Records contained in a dataset:
###

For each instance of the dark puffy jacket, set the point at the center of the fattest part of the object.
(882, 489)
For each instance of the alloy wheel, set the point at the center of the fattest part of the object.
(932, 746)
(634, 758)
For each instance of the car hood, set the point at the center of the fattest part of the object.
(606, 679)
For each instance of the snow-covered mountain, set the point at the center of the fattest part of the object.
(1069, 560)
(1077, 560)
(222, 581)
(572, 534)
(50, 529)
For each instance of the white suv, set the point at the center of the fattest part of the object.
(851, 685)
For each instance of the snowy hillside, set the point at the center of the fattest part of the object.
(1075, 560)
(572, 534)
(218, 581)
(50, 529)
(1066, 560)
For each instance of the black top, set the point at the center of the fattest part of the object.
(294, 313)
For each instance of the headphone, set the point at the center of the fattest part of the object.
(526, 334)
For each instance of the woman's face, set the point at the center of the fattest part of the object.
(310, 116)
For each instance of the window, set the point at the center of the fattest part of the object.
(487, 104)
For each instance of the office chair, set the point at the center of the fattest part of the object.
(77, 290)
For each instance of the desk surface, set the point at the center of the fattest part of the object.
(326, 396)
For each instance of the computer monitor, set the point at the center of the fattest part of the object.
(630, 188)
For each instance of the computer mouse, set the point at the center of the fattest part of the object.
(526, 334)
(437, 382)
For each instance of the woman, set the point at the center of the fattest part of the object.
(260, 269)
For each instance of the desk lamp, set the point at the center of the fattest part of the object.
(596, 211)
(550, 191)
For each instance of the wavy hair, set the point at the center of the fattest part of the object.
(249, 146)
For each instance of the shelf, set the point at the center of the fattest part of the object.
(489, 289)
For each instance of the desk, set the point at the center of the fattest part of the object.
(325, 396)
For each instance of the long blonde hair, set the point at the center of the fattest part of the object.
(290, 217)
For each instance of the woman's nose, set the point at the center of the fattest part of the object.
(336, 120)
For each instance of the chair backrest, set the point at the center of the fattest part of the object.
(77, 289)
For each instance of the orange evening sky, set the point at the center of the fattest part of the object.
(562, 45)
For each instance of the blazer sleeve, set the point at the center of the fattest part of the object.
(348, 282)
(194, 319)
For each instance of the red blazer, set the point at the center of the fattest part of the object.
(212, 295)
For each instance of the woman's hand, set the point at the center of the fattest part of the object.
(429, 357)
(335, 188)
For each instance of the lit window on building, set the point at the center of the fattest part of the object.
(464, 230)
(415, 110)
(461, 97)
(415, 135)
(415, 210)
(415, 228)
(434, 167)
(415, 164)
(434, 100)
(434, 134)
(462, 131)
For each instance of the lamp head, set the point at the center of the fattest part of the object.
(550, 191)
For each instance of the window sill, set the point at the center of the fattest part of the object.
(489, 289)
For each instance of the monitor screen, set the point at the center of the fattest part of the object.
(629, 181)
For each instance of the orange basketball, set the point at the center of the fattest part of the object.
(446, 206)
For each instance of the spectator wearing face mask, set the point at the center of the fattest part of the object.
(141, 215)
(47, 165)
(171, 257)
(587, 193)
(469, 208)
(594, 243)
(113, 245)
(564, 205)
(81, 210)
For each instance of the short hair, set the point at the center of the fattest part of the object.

###

* _Goal_
Please quote the data above in full, with no line missing.

* _Exercise solution_
For each instance of the dark puffy jacket, set the point at the center of the fattest part of the object.
(882, 489)
For each instance of the alloy wheel, set the point at the center of the fattest part of the object.
(932, 746)
(634, 758)
For each instance of the car hood, set the point at the center of the fattest part of the object.
(606, 679)
For each instance of the snow-covered mountain, set the point at the center of the fattest part of the object.
(1069, 560)
(1077, 560)
(222, 581)
(572, 534)
(50, 529)
For each instance of the white suv, set the point at the center of the fattest part of the object.
(851, 685)
For each instance of the snowy hillside, set the point at the center of the fattest part of the object.
(1075, 560)
(572, 534)
(218, 581)
(50, 529)
(1066, 560)
For each instance of the black top, set the point at the center of the fattest part of the object.
(294, 313)
For each instance of the headphone, set the point at the center of the fattest part of the object.
(526, 334)
For each instance of the woman's face, set the point at the center of the fattest part of the object.
(310, 116)
For each instance of the window, set the point at the center of the fattest part of the object.
(487, 104)
For each instance of the office chair, set the point at the center of the fattest part of the object.
(77, 290)
For each instance of the desk surface, set the point at the center of the fattest part of the object.
(326, 396)
For each instance of the computer monitor, set the point at the center of the fattest part of the object.
(630, 188)
For each instance of the computer mouse, set the point at the center of the fattest part of the object.
(526, 334)
(437, 382)
For each instance of the woman, set the point at the center of the fattest part of the object.
(260, 269)
For each instance of the desk lamp, set the point at the center of the fattest part of the object.
(596, 211)
(550, 191)
For each instance of the wavy hair, set the point at the center of the fattest part of the object.
(249, 146)
For each instance of the shelf, set the point at the center of the fattest part of the object.
(489, 289)
For each instance of the desk, set the point at the center of the fattest part of the object.
(325, 396)
For each instance of the long blonde hair, set the point at the center of the fattest part of the object.
(290, 217)
For each instance of the woman's nose, set the point at the center of the fattest part of the object.
(336, 120)
For each instance of the chair backrest, set the point at the center of the fattest part of the object.
(77, 289)
For each instance of the orange evening sky, set the point at the center of the fattest part of the object.
(562, 45)
For each instance of the blazer sleeve, set the point at the center of the fattest part of the object.
(348, 282)
(194, 319)
For each instance of the red blazer, set the point at the center of the fattest part of the object.
(212, 295)
For each instance of the woman's hand, set the point at the center of the fattest part of the object.
(429, 357)
(335, 188)
For each instance of the lit window on building, set the point at the center of the fattest part of the object.
(464, 230)
(415, 110)
(461, 97)
(415, 135)
(415, 210)
(415, 228)
(434, 167)
(415, 164)
(434, 100)
(434, 134)
(462, 131)
For each instance of the lamp head, set the point at the center of the fattest part of the object.
(550, 191)
For each instance of the window sill, set the point at the center of the fattest part of the object.
(489, 289)
For each instance of the monitor screen, set the point at the center of the fattest part of the object.
(629, 181)
For each instance of the orange basketball, set the point at the center of the fattest part of the object.
(446, 206)
For each instance of the spectator wearing face mask, set the point at the center of the fattest part of the object.
(141, 215)
(47, 165)
(171, 257)
(587, 193)
(469, 208)
(594, 243)
(113, 245)
(564, 205)
(81, 210)
For each instance of the short hair, set the point at the center of the fattest part of the object.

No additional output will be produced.